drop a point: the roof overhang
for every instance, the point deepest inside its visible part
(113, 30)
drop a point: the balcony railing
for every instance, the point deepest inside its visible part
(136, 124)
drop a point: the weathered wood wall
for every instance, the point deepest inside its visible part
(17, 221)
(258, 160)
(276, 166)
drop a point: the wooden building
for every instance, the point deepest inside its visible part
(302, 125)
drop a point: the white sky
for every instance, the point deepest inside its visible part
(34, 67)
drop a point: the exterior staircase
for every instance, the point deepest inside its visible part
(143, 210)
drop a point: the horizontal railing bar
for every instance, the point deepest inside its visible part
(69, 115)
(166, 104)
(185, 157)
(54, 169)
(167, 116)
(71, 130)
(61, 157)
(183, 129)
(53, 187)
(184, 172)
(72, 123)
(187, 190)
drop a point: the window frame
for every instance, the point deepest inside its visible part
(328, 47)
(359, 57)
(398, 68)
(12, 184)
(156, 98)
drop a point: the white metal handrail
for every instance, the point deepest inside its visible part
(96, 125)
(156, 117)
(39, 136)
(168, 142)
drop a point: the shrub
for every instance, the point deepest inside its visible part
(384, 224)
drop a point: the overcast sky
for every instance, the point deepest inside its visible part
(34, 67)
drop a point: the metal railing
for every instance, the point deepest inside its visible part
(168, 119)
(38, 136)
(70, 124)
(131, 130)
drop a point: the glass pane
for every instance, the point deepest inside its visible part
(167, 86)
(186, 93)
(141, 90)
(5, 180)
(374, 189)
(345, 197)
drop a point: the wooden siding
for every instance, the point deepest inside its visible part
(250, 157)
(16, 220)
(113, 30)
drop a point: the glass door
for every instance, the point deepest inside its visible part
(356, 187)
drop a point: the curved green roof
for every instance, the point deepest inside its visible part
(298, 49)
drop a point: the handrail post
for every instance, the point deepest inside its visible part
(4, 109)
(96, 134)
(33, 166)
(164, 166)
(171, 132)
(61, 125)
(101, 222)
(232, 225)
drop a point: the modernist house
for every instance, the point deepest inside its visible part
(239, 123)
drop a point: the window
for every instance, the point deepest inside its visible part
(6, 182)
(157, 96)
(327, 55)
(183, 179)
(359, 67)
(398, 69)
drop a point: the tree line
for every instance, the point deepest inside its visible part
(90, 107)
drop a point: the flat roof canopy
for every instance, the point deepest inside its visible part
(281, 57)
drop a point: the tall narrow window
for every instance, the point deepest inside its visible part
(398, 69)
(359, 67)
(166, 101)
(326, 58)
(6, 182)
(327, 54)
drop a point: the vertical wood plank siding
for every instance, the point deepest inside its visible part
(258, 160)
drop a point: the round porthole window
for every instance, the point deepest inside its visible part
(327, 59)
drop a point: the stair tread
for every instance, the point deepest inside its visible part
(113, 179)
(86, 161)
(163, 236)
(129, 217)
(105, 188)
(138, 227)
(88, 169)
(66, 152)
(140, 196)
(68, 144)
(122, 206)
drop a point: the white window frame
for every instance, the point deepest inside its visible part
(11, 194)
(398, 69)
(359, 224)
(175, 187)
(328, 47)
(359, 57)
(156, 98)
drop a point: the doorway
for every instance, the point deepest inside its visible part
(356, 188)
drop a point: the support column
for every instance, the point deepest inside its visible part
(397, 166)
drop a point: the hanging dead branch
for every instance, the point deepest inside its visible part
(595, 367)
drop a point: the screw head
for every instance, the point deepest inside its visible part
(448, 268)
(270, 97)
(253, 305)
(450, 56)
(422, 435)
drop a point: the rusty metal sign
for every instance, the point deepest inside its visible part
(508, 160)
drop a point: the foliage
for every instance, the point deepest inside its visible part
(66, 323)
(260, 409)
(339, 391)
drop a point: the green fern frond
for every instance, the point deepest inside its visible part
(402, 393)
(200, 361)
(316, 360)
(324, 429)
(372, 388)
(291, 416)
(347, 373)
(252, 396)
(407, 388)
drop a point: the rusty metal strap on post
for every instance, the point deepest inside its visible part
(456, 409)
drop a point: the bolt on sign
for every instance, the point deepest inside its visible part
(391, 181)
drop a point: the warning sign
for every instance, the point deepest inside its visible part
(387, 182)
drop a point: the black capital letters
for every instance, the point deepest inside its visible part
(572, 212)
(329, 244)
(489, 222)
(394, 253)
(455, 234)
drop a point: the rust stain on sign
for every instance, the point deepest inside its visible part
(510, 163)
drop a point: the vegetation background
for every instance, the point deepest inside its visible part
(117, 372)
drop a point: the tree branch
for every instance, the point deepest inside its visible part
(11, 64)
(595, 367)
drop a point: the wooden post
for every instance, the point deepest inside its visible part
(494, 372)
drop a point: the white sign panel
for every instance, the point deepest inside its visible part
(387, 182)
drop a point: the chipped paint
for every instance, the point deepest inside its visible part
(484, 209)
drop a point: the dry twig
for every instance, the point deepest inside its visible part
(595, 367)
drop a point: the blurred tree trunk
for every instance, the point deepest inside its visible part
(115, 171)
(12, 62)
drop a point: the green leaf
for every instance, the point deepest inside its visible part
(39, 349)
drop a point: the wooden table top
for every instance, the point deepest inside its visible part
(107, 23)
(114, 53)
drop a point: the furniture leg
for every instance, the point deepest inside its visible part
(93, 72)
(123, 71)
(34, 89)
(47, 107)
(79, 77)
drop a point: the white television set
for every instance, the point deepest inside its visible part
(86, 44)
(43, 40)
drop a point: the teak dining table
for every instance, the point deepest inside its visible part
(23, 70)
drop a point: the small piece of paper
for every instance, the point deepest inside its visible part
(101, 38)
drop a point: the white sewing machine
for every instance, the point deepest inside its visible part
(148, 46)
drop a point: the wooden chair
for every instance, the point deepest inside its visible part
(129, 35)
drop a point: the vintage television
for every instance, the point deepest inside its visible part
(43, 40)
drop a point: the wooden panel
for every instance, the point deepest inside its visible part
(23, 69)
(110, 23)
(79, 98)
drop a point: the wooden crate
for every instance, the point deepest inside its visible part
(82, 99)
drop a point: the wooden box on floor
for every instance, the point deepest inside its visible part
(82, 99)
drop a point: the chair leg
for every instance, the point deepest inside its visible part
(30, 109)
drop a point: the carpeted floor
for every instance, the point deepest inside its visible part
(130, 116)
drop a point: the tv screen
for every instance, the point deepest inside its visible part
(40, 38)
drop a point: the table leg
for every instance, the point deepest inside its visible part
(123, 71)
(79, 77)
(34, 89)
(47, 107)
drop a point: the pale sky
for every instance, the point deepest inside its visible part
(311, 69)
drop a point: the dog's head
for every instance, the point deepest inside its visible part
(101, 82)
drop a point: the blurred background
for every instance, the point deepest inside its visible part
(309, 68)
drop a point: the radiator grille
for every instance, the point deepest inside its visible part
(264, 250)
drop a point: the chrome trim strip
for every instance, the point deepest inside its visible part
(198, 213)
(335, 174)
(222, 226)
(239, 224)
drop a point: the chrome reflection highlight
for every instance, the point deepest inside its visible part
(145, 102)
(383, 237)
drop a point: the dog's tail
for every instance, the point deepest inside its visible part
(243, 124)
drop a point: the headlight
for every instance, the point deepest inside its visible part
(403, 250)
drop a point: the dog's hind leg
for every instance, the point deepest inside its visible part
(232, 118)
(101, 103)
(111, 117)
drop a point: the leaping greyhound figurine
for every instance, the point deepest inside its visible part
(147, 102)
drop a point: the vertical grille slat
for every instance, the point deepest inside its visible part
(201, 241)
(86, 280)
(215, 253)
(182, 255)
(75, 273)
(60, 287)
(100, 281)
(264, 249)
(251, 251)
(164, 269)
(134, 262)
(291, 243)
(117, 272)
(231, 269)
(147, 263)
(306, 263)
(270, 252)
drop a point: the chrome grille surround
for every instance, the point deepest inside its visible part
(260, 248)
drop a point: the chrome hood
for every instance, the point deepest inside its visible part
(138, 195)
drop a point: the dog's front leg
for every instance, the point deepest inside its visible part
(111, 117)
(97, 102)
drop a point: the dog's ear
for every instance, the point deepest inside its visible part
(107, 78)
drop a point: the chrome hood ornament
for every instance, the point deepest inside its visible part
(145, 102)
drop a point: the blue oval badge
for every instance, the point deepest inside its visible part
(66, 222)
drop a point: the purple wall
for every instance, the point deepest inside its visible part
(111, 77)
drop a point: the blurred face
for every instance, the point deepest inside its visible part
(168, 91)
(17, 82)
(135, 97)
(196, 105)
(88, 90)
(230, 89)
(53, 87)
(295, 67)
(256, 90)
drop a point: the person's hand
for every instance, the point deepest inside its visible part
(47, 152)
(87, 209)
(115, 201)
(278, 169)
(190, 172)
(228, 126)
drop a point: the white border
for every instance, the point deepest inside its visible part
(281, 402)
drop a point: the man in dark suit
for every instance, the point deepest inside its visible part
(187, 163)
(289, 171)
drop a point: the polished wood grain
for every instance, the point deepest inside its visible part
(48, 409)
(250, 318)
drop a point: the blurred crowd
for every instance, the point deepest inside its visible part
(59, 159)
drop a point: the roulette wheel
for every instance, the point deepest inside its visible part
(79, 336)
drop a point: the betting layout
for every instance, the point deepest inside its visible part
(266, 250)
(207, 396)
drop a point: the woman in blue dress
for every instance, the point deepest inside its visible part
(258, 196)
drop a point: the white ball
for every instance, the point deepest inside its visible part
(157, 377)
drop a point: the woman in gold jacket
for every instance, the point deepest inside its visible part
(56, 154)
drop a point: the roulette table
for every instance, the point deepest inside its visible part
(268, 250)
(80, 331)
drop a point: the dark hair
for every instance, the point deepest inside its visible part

______

=== EXERCISE DETAILS ===
Copy only this span: the line that contains "drop a point: the blurred crowd", the last line, and every line between them.

=== EXPECTED ANSWER ===
drop a point: the blurred crowd
for every instance, the point deepest inside its visible part
(59, 159)
drop a point: the roulette wheel
for every instance, the point deepest inside its visible part
(79, 336)
drop a point: the betting layout
for every instance, the point deepest inside its visible part
(266, 250)
(207, 396)
drop a point: the woman in blue dress
for every instance, the point deepest inside its visible part
(258, 196)
drop a point: the white ball
for every instance, the point deepest inside its visible part
(157, 377)
drop a point: the woman in gold jacket
for every instance, the point deepest inside its visible part
(56, 154)
drop a point: the roulette table
for every instance, the point deepest inside its visible part
(268, 250)
(80, 331)
drop a point: the dark hair
for every instance, the point deepest inside its visible part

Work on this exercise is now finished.